- Opening Delimiter -

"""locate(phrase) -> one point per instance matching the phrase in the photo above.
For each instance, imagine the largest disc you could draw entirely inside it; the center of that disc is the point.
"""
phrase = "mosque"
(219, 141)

- Closing Delimiter -

▶ Required action
Could you copy out every record above exactly as it appears?

▶ Problem solution
"""locate(phrase) -> one point per instance matching the phrase in the photo above.
For each instance, imagine the largest disc you could draw entirely inside it; the center of that disc is the point.
"""
phrase = "mosque"
(219, 141)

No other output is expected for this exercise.